:: Task instructions ::
Could you return every record below exactly as it stands, leaving out the pictures?
▽
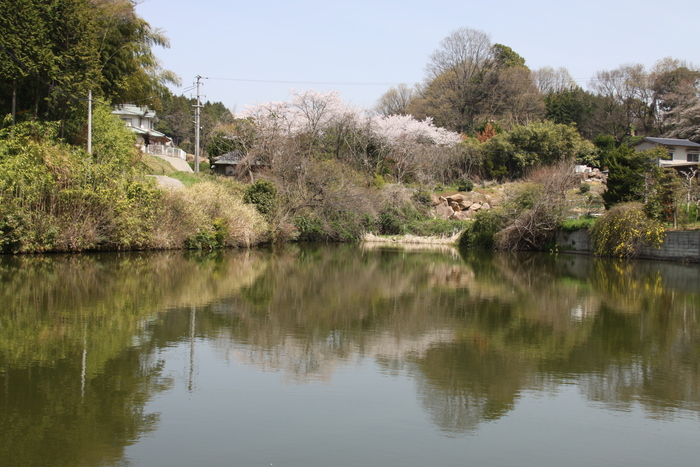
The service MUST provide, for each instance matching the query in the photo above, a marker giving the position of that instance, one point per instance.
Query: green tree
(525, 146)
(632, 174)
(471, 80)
△
:: Answer section ::
The service MUST provide, for each instance matching the query in the photo above, a marker giving the position of that instance, one point per instance.
Query: green tree
(525, 146)
(632, 174)
(471, 80)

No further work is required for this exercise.